Затем в этой Гижиге нам приготовили узенькую полоску — 150 метров ширины на тысячу метров длины, а тут как на зло ветер! При ширине площадки в 150 метров и при боковом ветре садиться никак нельзя. Где-то нашли инструкцию, вычитали, что „Т" — знак посадки — кладется против ветра. Вот они положили „Т" против ветра, всю площадку перехватили черным полотном. Но так как ветер сдувает „Т", то они для крепости прихватили полотно бревнами. И смех и грех! Я пролетел, делаю круг, другой, посмотрел: вижу, дело гиблое, а главное — лед. Если бы снег, самолет бы затормозился; при всем том боковой ветер. Думаю: товарищи прилетят, пускай садятся, а я подожду.

Конечно я не потому так думал, что желал увидеть, как они вывернутся из положения: у них на случай поломки были запасные оси, а у меня запасных частей не было.

Сделал круга три. Не год же, думаю, летать. Надо садиться. Сел вдоль площадки, на мое счастье ветер был не сильный (я по кострам заметил, что не очень отклоняется пламя), и так сел вдоль площадки, что даже „Т" не зацепил. Тут мне сообщили, что Галышев и Доронин вернулись из-за пурги. Выходит, что я на 850 километров ушел вперед.

**ЗАПИСАННЫЕ ДАННЫЕ:**
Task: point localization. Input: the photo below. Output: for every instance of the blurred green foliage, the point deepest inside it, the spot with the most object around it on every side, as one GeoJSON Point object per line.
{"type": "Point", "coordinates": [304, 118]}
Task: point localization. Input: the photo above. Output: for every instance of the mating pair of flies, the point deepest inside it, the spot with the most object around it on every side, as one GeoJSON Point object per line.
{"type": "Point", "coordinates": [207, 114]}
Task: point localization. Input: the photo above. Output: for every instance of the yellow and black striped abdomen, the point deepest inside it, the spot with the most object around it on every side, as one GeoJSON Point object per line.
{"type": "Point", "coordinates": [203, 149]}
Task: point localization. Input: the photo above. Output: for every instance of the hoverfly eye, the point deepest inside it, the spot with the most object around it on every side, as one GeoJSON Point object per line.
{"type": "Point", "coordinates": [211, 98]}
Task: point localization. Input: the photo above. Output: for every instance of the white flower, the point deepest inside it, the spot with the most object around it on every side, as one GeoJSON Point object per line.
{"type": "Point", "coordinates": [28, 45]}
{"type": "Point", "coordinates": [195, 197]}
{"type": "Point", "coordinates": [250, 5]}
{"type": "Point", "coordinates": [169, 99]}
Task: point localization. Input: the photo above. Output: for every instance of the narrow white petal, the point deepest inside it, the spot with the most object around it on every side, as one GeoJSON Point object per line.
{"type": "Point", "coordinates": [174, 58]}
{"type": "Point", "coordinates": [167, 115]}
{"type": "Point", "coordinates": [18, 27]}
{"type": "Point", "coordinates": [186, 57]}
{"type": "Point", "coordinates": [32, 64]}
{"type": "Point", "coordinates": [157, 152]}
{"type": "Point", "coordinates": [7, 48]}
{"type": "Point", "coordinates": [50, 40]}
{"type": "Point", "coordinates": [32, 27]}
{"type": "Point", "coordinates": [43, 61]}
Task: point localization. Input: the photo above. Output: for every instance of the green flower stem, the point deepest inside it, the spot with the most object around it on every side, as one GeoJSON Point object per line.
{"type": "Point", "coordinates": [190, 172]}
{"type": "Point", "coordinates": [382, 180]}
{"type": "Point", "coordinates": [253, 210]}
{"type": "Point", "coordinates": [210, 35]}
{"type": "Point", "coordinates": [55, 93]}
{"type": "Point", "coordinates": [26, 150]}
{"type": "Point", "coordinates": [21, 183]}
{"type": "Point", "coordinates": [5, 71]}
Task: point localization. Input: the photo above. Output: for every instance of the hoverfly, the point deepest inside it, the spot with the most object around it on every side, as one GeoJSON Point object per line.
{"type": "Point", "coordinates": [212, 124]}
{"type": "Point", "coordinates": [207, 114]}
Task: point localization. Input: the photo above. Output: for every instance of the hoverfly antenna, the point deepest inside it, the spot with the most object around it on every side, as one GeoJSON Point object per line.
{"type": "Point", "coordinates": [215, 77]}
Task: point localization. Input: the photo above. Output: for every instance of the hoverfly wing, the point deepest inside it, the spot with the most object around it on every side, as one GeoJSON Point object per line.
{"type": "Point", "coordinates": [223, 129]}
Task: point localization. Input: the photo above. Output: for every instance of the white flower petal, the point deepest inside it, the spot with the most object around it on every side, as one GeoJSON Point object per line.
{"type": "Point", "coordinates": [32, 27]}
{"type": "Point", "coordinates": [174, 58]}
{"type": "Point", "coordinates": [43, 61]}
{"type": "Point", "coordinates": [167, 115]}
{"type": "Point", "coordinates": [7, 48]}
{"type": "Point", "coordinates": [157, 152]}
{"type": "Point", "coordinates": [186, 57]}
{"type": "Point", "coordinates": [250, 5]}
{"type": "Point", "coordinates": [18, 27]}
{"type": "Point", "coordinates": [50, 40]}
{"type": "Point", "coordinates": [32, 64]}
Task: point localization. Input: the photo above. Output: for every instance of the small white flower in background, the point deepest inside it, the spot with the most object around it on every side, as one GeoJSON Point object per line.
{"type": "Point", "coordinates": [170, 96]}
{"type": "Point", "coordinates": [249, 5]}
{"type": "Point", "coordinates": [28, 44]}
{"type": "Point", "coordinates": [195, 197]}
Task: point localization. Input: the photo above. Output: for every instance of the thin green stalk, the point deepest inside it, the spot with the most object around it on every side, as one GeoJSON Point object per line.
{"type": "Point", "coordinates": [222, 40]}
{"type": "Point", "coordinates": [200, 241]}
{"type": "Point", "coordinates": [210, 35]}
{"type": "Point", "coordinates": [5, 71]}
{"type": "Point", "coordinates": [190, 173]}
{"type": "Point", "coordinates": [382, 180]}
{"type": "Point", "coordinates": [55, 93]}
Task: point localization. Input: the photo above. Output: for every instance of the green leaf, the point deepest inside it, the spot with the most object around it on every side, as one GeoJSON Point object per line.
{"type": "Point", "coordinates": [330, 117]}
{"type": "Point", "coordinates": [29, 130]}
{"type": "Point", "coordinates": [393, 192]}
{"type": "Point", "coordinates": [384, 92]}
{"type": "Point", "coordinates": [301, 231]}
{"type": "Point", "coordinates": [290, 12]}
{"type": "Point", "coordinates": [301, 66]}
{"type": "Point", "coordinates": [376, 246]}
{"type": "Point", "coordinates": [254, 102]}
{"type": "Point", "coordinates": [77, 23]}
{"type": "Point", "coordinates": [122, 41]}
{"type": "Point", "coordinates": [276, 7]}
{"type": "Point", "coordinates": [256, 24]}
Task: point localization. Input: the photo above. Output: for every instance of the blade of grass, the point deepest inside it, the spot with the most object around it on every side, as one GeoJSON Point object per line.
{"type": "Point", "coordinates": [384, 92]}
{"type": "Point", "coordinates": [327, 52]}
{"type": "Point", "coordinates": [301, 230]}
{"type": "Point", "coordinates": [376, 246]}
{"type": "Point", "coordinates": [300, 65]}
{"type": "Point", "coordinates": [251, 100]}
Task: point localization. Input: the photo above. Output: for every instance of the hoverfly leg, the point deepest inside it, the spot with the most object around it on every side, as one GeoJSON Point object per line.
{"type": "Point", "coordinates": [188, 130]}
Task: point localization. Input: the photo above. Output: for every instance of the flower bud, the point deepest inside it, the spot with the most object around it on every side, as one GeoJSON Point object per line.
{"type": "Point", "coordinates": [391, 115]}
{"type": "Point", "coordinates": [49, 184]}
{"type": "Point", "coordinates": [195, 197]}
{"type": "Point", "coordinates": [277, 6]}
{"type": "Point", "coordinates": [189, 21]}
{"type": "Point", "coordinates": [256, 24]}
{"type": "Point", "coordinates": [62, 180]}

**ПОСТАВЛЕННАЯ ЗАДАЧА 1:** Что, согласно отрывку о посадке в Гижиге, было у товарищей рассказчика на случай поломки?
**ПОСТАВЛЕННАЯ ЗАДАЧА 2:** Выпишите из отрывка о посадке в Гижиге все расстояния и размеры, указанные вместе с единицами измерения.
**ПОСТАВЛЕННАЯ ЗАДАЧА 3:** Подхватите рассказ о посадке в Гижиге и продолжите его сразу после последней фразы.

**РЕЗУЛЬТАТ ВЫПОЛНЕНИЯ 1:** Запасные оси.

**РЕЗУЛЬТАТ ВЫПОЛНЕНИЯ 2:** 150 метров ширины, тысяча метров длины, 850 километров.

**РЕЗУЛЬТАТ ВЫПОЛНЕНИЯ 3:**
Мы расширили площадку до 400 метров. Красноармейцы работали всю ночь, чтобы исправить ошибку. Работали и на другой день. Бревна конечно я велел раскидать. Прилетели товарищи и благополучно сели. В Гижиге мы сидели два дня из-за пурги.

Вылетели в культбазу. Шли разными высотами. Стараюсь итти выше, чтобы не налететь на товарищей. И прилетел в культбазу раньше других. На карте было нанесено, что культбаза с правой стороны реки Пенжино. Я прилетел с левой стороны. Вижу костры, „Т" лежит — значит все в порядке; делаю круги, присматриваюсь. Вижу подозрительные черные пятна на аэродроме. Кругом как будто ровный снег, а здесь какие-то черные пятна.

В воздухе показались самолеты товарищей. Думаю: ну вот, сейчас они сядут, за ними сяду и я. Делаю круг. Галышев пошел дальше, Доронин стал его нагонять. Хотелось их предупредить, что культбаза здесь, а они летят дальше, и вижу, что далеко улетели. Решаю так: пусть летят, а я сяду. Стал выравнивать. Осталось итти метр, сейчас коснусь земли. И вдруг вижу — огромные надувы снега. Еще секунда — и было бы плохо, как на Байкале. Но мне повезло. Я дал газу и, не садясь, пошел за Галышевым и Дорониным.

Доронин пошел на посадку, а я пошел сбоку — смотреть, как он сядет. Садится: машина прыгает, он выровнял, грамотно сажает, хорошо; опять прыжок, опять выравнивает, еще прыжок, а в четвертый раз сел на живот, сломалось шасси.

Доронин закричал людям на аэродроме, чтобы выкладывали крест — сигнал, что нельзя садиться. И тут же он сделал живой крест из восьми человек: они легли на снег, и получился сигнал — запрещение посадки.

Галышев сел сбоку, а я решил, что не буду садиться. Там теперь четыре понимающих дело человека — не сяду, пока они не дадут сигнала. Смотрю, Федотов, бортмеханик Галышева, нашел лучшее место, лег и изобразил собою „Т". Тогда я рядом с ним и сел.

Председатель окрисполкома и другие товарищи очень расстроены.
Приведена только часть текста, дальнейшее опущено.